Problem details =
Please copy each line below that contains the word "single".

Information shown =
_ _ _ _ _

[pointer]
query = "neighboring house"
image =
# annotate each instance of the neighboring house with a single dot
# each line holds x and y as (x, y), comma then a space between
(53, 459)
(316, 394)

_ _ _ _ _

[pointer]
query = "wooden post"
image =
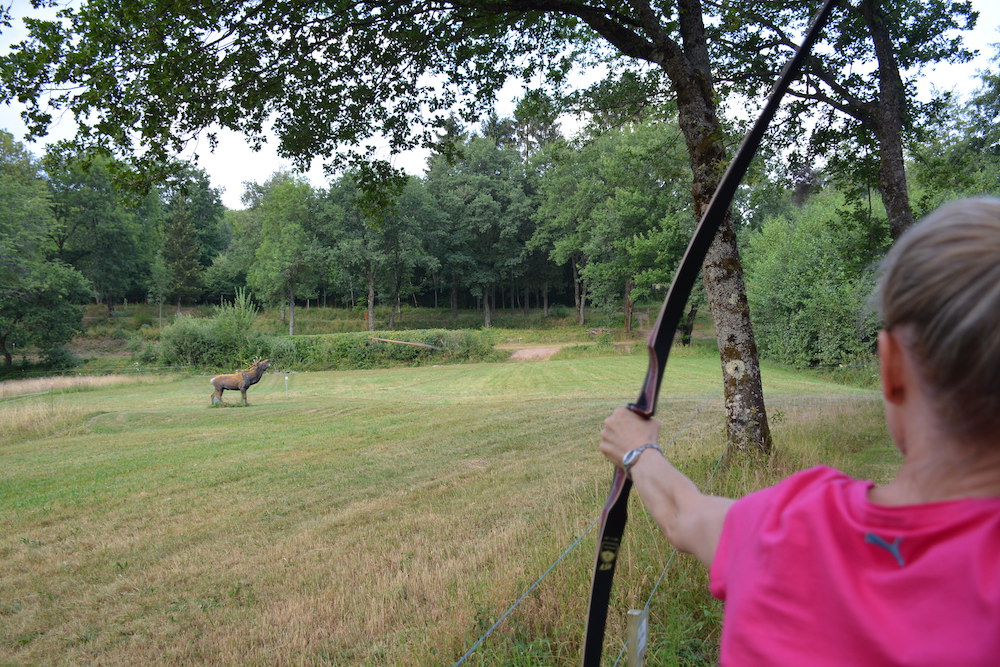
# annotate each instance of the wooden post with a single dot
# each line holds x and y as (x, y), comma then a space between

_ _ _ _ _

Output for this task =
# annotate each instance of the neighboring house with a single dot
# annotate each instance of the wooden post with a single dot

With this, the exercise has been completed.